*Compiti richiesti*:
A - Traduci in inglese questa frase del testo sul sistema immunitario innato: «Lo studio si è concentrato su un complesso proteico denominato Mre11, che svolge un ruolo fondamentale nel mantenimento della stabilità del genoma rilevando e riparando le rotture a doppio filamento nel DNA.»
B - Nel testo sul sistema immunitario innato, individua la frase che inizia con «Gli organismi viventi hanno sviluppato» ed elenca tutti i verbi all'infinito che contiene.
C - Stampa la parte del testo sul sistema immunitario innato compresa tra «Come l’attivazione cronica» e «filamento nel DNA.», estremi inclusi.

I ricercatori dell’MSK hanno scoperto che l’attivazione cronica del sistema immunitario innato dovuta a problemi nel complesso Mre11 può portare al cancro, evidenziando nuovi obiettivi terapeutici.
Oltre a difendere l’organismo dagli agenti patogeni, il sistema immunitario innato svolge un ruolo sorprendente nel salvaguardare la stabilità del genoma, una funzione con implicazioni significative per lo sviluppo del cancro, come stanno scoprendo i ricercatori del Memorial Sloan Kettering Cancer Center (MSK).
In un paio di recenti articoli, gli scienziati del laboratorio del biologo molecolare John Petrini, PhD, hanno dimostrato che la segnalazione immunitaria innata svolge un ruolo chiave nel mantenimento della stabilità del genoma durante la replicazione del DNA. Inoltre, i ricercatori hanno dimostrato che l’attivazione cronica di queste vie immunitarie può contribuire allo sviluppo del tumore in un modello murino di cancro al seno.
Secondo il Dott. Petrini, queste scoperte non solo aggiungono informazioni essenziali alla nostra comprensione della biologia umana fondamentale, ma potrebbero anche gettare nuova luce sull’origine dei tumori e presentare potenziali opportunità per nuove terapie.
“Gli organismi viventi hanno sviluppato percorsi complessi per percepire, segnalare e riparare il DNA danneggiato“, afferma. “Qui stiamo imparando cose nuove sul ruolo del sistema immunitario innato nel rispondere a tale danno, sia nel contesto del cancro che nella salute umana in generale“.
Come l’attivazione cronica del sistema immunitario innato può portare al cancro
L’ultimo articolo, guidato dal primo autore Hexiao Wang, PhD, un borsista post-dottorato nel Petrini Lab e pubblicato su Genes & Development, rivela una connessione tra la segnalazione immunitaria innata e lo sviluppo del tumore nel tessuto mammario. “E”, dice il Dott. Petrini, “i dati suggeriscono che quando si verifica instabilità nel genoma, l’attivazione cronica del sistema immunitario innato può aumentare notevolmente le possibilità di sviluppare il cancro”.
Lo studio si è concentrato su un complesso proteico denominato Mre11, che svolge un ruolo fondamentale nel mantenimento della stabilità del genoma rilevando e riparando le rotture a doppio filamento nel DNA.
Per studiare come i problemi con il complesso Mre11 possano portare al cancro, il team ha manipolato copie della proteina in organoidi di tessuto mammario (organi modello in miniatura coltivati in laboratorio) e li ha poi impiantati in animali da laboratorio.
Quando gli oncogeni (geni noti per guidare il cancro) venivano attivati in questi topi, i tumori si manifestavano circa nel 40% dei casi, rispetto al 5% circa delle loro controparti normali. E i tumori nei topi con organoidi Mre11 mutanti erano altamente aggressivi.

*Dati forniti*:

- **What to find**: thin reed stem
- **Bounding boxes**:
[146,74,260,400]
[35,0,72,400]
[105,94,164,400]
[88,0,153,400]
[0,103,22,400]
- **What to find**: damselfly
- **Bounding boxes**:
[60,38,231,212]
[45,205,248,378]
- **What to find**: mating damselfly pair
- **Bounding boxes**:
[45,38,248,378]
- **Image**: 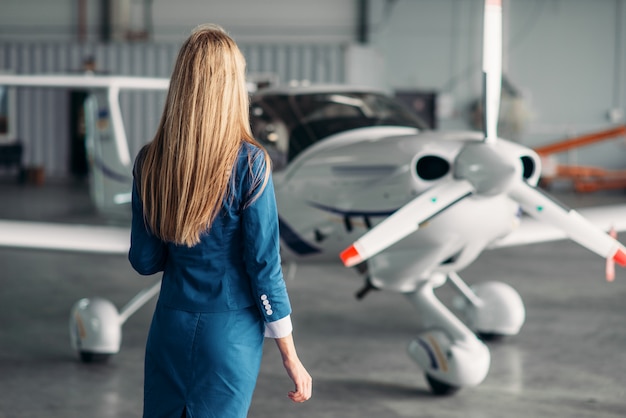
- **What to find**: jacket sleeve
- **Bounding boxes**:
[128,157,167,275]
[242,153,291,330]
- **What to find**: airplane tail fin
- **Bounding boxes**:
[84,89,132,218]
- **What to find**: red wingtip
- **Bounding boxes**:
[613,248,626,267]
[339,245,363,267]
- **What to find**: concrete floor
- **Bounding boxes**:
[0,180,626,418]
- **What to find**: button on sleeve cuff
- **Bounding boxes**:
[265,315,293,338]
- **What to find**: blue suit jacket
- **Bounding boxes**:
[128,143,291,322]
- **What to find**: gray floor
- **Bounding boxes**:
[0,180,626,418]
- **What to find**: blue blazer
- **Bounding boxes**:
[128,143,291,322]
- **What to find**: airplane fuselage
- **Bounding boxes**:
[274,127,536,292]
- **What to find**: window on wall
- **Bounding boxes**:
[0,85,16,143]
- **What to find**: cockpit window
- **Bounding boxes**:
[250,92,427,170]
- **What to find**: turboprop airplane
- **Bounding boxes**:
[0,0,626,394]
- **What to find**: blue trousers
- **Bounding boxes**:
[143,303,264,418]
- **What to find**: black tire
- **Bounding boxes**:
[426,373,461,396]
[476,331,506,342]
[79,351,112,364]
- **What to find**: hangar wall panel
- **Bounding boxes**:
[0,41,346,178]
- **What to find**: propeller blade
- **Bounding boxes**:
[483,0,502,142]
[340,180,474,267]
[606,227,617,282]
[509,183,626,267]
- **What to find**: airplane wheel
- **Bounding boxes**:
[426,373,460,396]
[79,351,111,364]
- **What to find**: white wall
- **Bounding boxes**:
[372,0,626,168]
[0,0,626,168]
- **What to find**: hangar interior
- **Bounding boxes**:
[0,0,626,418]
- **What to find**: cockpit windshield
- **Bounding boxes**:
[250,92,427,170]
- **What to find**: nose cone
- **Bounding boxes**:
[454,143,522,196]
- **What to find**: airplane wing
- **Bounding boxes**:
[0,220,130,254]
[489,204,626,249]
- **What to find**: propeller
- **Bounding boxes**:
[340,0,626,274]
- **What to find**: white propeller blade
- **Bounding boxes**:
[340,180,474,267]
[509,183,626,267]
[483,0,502,142]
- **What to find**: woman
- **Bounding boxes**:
[129,25,311,418]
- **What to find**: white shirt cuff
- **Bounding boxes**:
[265,315,293,338]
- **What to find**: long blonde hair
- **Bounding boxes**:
[140,25,270,246]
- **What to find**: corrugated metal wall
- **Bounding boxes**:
[0,42,345,178]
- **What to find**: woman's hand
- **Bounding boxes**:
[276,334,313,402]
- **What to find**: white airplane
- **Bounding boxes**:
[0,0,626,394]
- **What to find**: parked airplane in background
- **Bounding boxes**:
[0,0,626,394]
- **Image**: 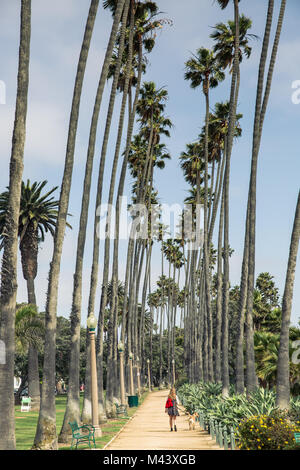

*Risultati ottenuti*:
A - The study focused on a protein complex called Mre11, which plays a fundamental role in maintaining genome stability by detecting and repairing double-strand breaks in DNA.

B - percepire, segnalare, riparare

C -
Come l’attivazione cronica del sistema immunitario innato può portare al cancro
L’ultimo articolo, guidato dal primo autore Hexiao Wang, PhD, un borsista post-dottorato nel Petrini Lab e pubblicato su Genes & Development, rivela una connessione tra la segnalazione immunitaria innata e lo sviluppo del tumore nel tessuto mammario. “E”, dice il Dott. Petrini, “i dati suggeriscono che quando si verifica instabilità nel genoma, l’attivazione cronica del sistema immunitario innato può aumentare notevolmente le possibilità di sviluppare il cancro”.
Lo studio si è concentrato su un complesso proteico denominato Mre11, che svolge un ruolo fondamentale nel mantenimento della stabilità del genoma rilevando e riparando le rotture a doppio filamento nel DNA.